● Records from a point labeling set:
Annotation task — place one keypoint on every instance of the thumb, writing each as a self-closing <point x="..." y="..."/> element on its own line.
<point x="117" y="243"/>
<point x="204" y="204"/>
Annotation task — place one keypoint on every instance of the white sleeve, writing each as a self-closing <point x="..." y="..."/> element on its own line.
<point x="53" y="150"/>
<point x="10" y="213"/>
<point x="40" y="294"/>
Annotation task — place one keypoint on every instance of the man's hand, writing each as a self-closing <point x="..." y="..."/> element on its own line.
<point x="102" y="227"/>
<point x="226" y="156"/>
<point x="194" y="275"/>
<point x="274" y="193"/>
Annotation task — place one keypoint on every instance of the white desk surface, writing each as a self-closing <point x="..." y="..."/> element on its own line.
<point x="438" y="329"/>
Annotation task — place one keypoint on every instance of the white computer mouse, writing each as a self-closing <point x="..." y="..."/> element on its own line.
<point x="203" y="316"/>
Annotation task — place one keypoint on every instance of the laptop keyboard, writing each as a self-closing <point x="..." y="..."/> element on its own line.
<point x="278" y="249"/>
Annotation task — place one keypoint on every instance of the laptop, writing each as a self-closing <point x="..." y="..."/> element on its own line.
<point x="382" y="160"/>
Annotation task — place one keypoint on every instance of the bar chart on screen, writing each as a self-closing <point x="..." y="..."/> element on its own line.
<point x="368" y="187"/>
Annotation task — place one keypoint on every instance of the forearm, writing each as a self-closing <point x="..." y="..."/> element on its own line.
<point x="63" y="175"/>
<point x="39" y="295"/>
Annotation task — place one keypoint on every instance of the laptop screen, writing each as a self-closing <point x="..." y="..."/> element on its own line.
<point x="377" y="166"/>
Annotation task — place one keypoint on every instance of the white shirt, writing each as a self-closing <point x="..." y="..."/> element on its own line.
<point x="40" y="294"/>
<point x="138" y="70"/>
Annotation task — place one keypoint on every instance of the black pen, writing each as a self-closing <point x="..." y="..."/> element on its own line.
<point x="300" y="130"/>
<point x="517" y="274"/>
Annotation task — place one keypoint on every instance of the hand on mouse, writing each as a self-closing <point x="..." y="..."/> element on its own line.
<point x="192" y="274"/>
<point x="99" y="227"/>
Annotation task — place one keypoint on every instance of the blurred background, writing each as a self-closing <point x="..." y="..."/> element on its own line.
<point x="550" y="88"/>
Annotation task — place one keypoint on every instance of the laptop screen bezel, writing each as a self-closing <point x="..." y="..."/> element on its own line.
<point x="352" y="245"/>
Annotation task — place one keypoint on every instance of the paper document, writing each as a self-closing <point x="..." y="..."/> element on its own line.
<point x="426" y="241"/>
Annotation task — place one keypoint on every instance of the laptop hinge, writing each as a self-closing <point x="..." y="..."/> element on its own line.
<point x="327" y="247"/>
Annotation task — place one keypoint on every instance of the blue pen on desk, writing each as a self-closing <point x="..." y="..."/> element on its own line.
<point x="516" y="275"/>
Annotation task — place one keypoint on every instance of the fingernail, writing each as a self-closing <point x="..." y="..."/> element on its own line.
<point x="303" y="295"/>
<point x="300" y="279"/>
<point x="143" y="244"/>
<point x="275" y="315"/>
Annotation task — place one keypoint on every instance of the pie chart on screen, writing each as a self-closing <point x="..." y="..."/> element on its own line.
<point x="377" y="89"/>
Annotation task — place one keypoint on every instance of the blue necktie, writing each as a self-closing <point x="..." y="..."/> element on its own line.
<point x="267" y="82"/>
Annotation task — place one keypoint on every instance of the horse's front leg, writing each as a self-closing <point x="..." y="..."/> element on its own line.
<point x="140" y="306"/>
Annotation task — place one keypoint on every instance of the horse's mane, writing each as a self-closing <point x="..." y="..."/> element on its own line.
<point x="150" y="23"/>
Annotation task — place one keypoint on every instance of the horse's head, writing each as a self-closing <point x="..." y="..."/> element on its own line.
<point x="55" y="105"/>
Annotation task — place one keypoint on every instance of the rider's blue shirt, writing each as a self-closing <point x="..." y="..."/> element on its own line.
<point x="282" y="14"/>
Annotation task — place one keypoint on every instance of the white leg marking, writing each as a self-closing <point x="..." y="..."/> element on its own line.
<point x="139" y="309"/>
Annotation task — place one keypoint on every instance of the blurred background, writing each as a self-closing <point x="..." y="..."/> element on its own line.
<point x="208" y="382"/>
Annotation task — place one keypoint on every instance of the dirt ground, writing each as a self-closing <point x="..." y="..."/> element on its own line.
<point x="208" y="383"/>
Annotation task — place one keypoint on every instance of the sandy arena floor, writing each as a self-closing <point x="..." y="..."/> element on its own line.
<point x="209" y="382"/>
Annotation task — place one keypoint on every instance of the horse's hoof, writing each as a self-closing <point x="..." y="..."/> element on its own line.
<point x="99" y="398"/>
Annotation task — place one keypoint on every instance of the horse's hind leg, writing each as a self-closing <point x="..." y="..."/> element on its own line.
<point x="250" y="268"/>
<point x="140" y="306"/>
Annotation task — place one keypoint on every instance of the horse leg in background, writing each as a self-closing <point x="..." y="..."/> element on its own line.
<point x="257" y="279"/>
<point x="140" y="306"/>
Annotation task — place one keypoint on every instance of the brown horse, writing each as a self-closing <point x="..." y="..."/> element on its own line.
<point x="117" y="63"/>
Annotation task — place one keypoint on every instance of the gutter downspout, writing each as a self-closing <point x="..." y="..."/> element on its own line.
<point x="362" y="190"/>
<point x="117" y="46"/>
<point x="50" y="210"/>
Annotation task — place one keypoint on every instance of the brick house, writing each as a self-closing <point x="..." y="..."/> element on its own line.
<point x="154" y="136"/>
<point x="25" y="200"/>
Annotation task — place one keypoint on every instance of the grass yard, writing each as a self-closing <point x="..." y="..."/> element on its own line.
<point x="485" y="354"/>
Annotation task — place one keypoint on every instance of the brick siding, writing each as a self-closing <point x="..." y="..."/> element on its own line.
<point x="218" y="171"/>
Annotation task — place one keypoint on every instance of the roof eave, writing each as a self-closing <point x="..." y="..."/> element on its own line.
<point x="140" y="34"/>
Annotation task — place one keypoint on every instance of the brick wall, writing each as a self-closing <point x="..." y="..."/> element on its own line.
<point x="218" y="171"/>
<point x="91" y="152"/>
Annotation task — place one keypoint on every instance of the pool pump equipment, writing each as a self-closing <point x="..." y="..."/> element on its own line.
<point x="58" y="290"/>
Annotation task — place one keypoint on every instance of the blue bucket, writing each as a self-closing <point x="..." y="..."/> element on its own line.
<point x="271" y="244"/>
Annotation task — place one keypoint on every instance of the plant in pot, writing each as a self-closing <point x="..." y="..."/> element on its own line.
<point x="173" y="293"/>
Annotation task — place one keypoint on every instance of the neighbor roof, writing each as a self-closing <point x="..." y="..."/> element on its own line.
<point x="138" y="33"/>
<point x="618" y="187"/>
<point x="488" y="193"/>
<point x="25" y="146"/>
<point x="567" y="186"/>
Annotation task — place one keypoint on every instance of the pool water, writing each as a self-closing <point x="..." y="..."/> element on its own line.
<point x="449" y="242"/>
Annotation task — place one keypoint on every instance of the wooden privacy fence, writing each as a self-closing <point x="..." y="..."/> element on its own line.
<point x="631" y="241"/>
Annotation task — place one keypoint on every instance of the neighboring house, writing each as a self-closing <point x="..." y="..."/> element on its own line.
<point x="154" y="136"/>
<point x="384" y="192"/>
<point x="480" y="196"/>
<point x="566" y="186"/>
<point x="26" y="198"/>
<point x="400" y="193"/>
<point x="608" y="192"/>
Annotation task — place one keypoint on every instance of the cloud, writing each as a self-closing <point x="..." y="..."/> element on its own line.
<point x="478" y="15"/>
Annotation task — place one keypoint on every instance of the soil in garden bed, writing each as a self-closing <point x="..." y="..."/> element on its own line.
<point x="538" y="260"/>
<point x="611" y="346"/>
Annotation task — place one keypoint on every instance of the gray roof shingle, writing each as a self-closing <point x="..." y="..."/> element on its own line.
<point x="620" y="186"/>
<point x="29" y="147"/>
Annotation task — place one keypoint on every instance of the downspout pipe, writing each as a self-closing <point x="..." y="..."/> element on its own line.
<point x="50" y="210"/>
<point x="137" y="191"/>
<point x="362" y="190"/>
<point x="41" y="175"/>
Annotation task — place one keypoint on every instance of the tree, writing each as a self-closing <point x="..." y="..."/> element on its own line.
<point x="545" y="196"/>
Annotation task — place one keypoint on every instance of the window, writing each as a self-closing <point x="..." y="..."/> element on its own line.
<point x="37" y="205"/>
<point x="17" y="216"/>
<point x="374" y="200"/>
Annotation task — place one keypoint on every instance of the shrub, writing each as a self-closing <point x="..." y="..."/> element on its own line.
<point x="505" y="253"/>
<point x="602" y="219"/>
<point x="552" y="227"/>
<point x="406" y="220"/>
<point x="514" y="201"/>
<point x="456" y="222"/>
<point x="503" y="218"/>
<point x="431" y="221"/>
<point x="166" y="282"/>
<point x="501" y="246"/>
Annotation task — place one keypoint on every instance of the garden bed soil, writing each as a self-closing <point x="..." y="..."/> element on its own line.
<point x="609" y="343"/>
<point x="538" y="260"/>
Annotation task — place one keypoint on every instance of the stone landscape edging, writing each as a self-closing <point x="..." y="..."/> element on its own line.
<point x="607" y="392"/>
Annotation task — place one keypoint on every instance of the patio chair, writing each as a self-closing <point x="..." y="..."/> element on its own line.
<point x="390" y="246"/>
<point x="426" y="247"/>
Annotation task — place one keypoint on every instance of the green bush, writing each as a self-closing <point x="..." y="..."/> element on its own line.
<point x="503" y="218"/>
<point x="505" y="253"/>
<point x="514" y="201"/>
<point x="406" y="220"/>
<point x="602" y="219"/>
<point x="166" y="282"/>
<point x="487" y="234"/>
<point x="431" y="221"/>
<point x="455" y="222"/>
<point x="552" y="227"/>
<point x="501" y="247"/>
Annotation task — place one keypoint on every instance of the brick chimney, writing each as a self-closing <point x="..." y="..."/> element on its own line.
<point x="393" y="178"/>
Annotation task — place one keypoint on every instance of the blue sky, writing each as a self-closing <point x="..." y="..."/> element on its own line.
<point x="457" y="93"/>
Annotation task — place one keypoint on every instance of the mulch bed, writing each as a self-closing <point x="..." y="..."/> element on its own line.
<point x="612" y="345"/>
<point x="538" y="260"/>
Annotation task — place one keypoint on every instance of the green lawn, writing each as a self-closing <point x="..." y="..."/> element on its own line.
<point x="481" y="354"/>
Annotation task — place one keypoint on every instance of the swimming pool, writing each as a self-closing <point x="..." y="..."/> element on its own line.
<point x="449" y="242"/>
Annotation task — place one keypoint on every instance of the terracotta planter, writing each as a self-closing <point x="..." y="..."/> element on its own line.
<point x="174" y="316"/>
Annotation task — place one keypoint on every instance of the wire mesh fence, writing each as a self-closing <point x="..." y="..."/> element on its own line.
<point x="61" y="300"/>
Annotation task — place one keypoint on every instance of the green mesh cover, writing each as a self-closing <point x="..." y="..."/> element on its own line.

● Task: Starting from the line with "of the terracotta" and ending with the final line of the data, quote every line exactly, both ends included.

● Result of the exercise:
Annotation task — place one keypoint on every instance of the terracotta planter, writing each as a self-closing <point x="..." y="..."/> element on its own line.
<point x="174" y="316"/>
Annotation task — place one keypoint on every instance of the wire mesh fence, writing each as a self-closing <point x="..." y="..."/> element on its own line.
<point x="61" y="300"/>
Annotation task — place one keypoint on every instance of the green mesh cover, writing each as a self-closing <point x="..." y="..."/> element on its own line.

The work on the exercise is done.